Referring expression data
--------

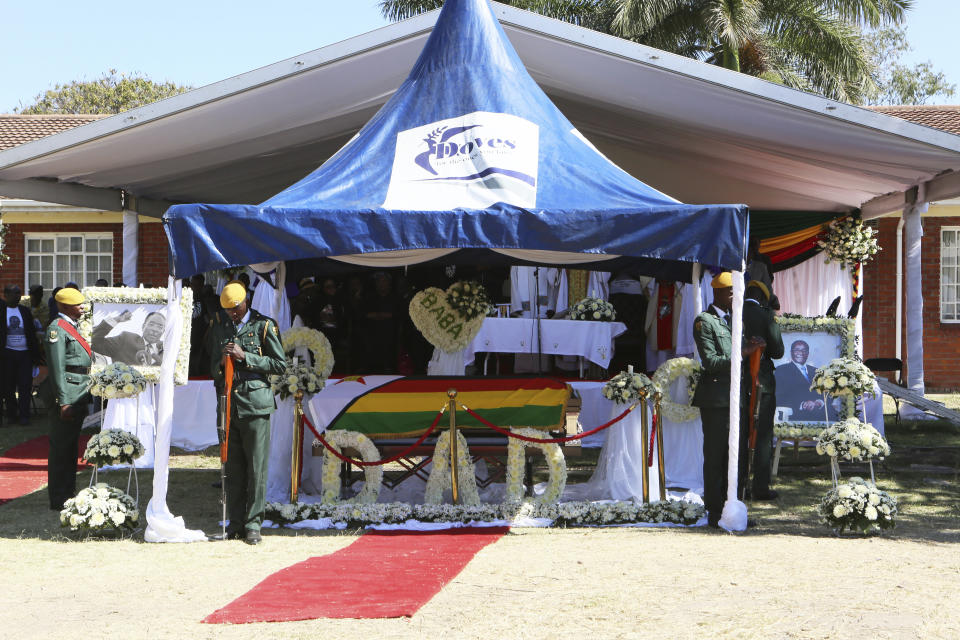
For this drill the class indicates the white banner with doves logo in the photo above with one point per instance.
(468, 162)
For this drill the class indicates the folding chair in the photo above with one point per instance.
(889, 365)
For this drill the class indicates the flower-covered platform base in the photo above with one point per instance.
(527, 513)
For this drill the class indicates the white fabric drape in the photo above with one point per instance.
(162, 525)
(734, 516)
(271, 300)
(131, 247)
(913, 234)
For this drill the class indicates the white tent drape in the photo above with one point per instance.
(131, 248)
(163, 526)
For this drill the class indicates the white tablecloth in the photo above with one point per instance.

--------

Write the records above out again exactly, but not the pictures.

For this drill the class indicates the white banner with doves logo in the photo above with one point per instance.
(468, 162)
For this drill the class indicates the folding chair in the photo above with one point per instance.
(889, 365)
For this drill the class indicates the flower-covered platform base in the photo above with one point per instance.
(527, 513)
For this drill the class indicates the white fabric drape in the photo above with one point per instance.
(162, 525)
(734, 516)
(271, 300)
(131, 247)
(913, 234)
For this drill the class indicates the white tent drape in the photo above with one point per instance.
(131, 248)
(163, 526)
For this drill the class indicates the white tablecloth in the photo above with one point per instance.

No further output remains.